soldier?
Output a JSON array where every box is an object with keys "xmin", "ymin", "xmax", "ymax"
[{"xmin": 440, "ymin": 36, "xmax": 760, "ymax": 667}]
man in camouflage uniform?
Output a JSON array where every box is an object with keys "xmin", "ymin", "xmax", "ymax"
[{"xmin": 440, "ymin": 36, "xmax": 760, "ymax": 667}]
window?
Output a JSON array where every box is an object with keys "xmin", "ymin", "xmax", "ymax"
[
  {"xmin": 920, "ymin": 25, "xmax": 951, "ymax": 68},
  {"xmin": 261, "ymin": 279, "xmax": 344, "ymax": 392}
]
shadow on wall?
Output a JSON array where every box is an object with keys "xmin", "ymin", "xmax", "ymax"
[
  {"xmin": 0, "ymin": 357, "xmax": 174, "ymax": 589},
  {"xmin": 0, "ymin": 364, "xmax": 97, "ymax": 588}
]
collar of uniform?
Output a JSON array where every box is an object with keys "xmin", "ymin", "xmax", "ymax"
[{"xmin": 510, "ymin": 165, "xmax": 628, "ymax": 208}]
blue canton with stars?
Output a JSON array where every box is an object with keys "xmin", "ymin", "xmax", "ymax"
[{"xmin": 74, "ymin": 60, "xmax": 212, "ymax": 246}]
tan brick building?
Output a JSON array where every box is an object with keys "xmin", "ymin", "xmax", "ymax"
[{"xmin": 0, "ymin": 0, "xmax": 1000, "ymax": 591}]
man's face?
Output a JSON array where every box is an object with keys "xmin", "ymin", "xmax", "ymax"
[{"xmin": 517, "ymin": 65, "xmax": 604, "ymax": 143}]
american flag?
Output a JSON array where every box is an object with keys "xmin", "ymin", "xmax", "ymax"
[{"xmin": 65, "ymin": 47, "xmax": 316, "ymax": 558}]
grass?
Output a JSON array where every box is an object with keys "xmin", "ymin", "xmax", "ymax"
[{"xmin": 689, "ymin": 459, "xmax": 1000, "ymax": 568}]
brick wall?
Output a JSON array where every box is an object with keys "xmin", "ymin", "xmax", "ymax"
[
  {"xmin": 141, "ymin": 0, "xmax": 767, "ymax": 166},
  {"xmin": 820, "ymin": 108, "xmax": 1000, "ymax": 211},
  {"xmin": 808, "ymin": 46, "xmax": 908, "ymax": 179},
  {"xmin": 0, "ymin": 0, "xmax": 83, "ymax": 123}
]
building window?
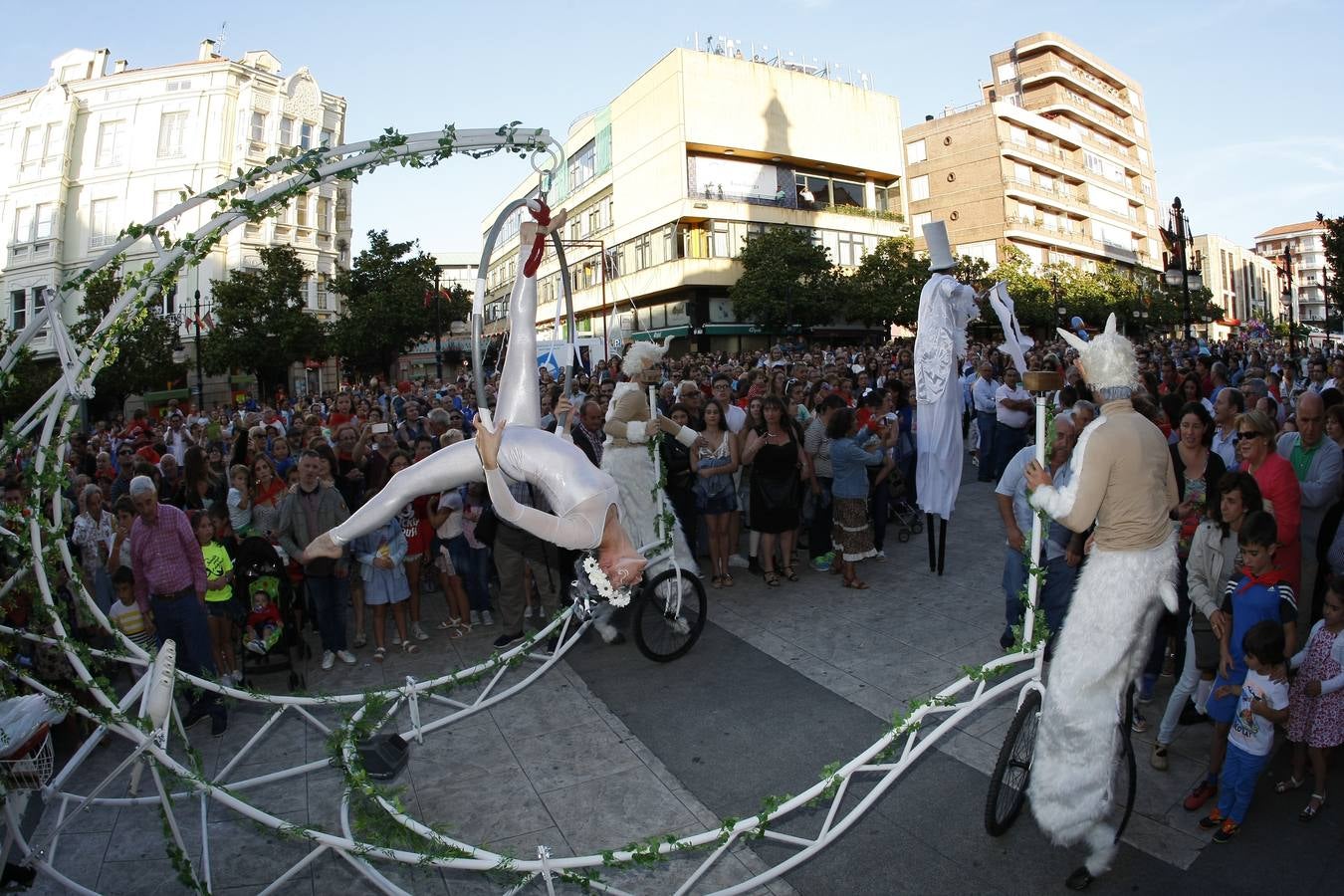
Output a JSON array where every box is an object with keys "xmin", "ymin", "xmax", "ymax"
[
  {"xmin": 158, "ymin": 112, "xmax": 187, "ymax": 158},
  {"xmin": 9, "ymin": 289, "xmax": 28, "ymax": 332},
  {"xmin": 836, "ymin": 234, "xmax": 864, "ymax": 268},
  {"xmin": 14, "ymin": 205, "xmax": 32, "ymax": 243},
  {"xmin": 32, "ymin": 203, "xmax": 57, "ymax": 239},
  {"xmin": 89, "ymin": 199, "xmax": 116, "ymax": 249},
  {"xmin": 568, "ymin": 139, "xmax": 596, "ymax": 193},
  {"xmin": 910, "ymin": 174, "xmax": 929, "ymax": 203},
  {"xmin": 95, "ymin": 120, "xmax": 126, "ymax": 168},
  {"xmin": 830, "ymin": 176, "xmax": 865, "ymax": 208},
  {"xmin": 154, "ymin": 189, "xmax": 177, "ymax": 218}
]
• • • • •
TASK DESCRIPTION:
Rewrite all of the items above with every "JSON array" changed to "JSON list" and nothing else altered. Leave the pictures out.

RESPONSE TO THE EXERCISE:
soldier?
Output a JSON list where every box is an object with keys "xmin", "ymin", "xmax", "ymax"
[{"xmin": 440, "ymin": 36, "xmax": 760, "ymax": 667}]
man in camouflage uniform?
Output a JSON list where every box is an object with keys "xmin", "ymin", "xmax", "ymax"
[{"xmin": 440, "ymin": 36, "xmax": 760, "ymax": 667}]
window?
Output a JSON list where every box is an object with keys "xmin", "ymin", "xmax", "ymax"
[
  {"xmin": 920, "ymin": 25, "xmax": 951, "ymax": 68},
  {"xmin": 261, "ymin": 279, "xmax": 344, "ymax": 392}
]
shadow on wall?
Output a JSON list where every box is an object with keys "xmin", "ymin", "xmax", "ymax"
[
  {"xmin": 0, "ymin": 357, "xmax": 174, "ymax": 589},
  {"xmin": 0, "ymin": 364, "xmax": 97, "ymax": 588}
]
collar of uniform?
Output a JSON list where every box is an object with keys "xmin", "ymin", "xmax", "ymax"
[{"xmin": 510, "ymin": 165, "xmax": 628, "ymax": 208}]
blue canton with stars?
Output a JSON list where every box is an object with keys "xmin", "ymin", "xmax", "ymax"
[{"xmin": 74, "ymin": 60, "xmax": 212, "ymax": 246}]
tan brick building?
Output a JSON list where every box is an object with keys "xmin", "ymin", "xmax", "ymax"
[{"xmin": 0, "ymin": 0, "xmax": 1000, "ymax": 591}]
man's face?
Output a JSON list where every box is an object with keys "xmin", "ymin", "xmax", "ymax"
[{"xmin": 517, "ymin": 65, "xmax": 604, "ymax": 143}]
american flag?
Output a JSON list where every box is an object with keys "xmin", "ymin", "xmax", "ymax"
[{"xmin": 65, "ymin": 47, "xmax": 316, "ymax": 558}]
grass?
Output a JSON list where every box is an object with keys "xmin", "ymin", "xmax", "ymax"
[{"xmin": 689, "ymin": 459, "xmax": 1000, "ymax": 568}]
brick wall?
Output a JSON list where every box is an object with keys "xmin", "ymin", "xmax", "ymax"
[
  {"xmin": 141, "ymin": 0, "xmax": 767, "ymax": 166},
  {"xmin": 820, "ymin": 108, "xmax": 1000, "ymax": 211},
  {"xmin": 808, "ymin": 46, "xmax": 908, "ymax": 179},
  {"xmin": 0, "ymin": 0, "xmax": 83, "ymax": 123}
]
building window?
Output a JSON list where every box is an object with keys "xmin", "ymin", "xmax", "ymax"
[
  {"xmin": 158, "ymin": 112, "xmax": 187, "ymax": 158},
  {"xmin": 9, "ymin": 289, "xmax": 28, "ymax": 332},
  {"xmin": 836, "ymin": 234, "xmax": 864, "ymax": 268},
  {"xmin": 14, "ymin": 205, "xmax": 32, "ymax": 243},
  {"xmin": 32, "ymin": 203, "xmax": 57, "ymax": 239},
  {"xmin": 89, "ymin": 199, "xmax": 116, "ymax": 249},
  {"xmin": 568, "ymin": 139, "xmax": 596, "ymax": 193},
  {"xmin": 910, "ymin": 174, "xmax": 929, "ymax": 203},
  {"xmin": 95, "ymin": 120, "xmax": 126, "ymax": 168},
  {"xmin": 830, "ymin": 176, "xmax": 865, "ymax": 208},
  {"xmin": 154, "ymin": 189, "xmax": 177, "ymax": 218}
]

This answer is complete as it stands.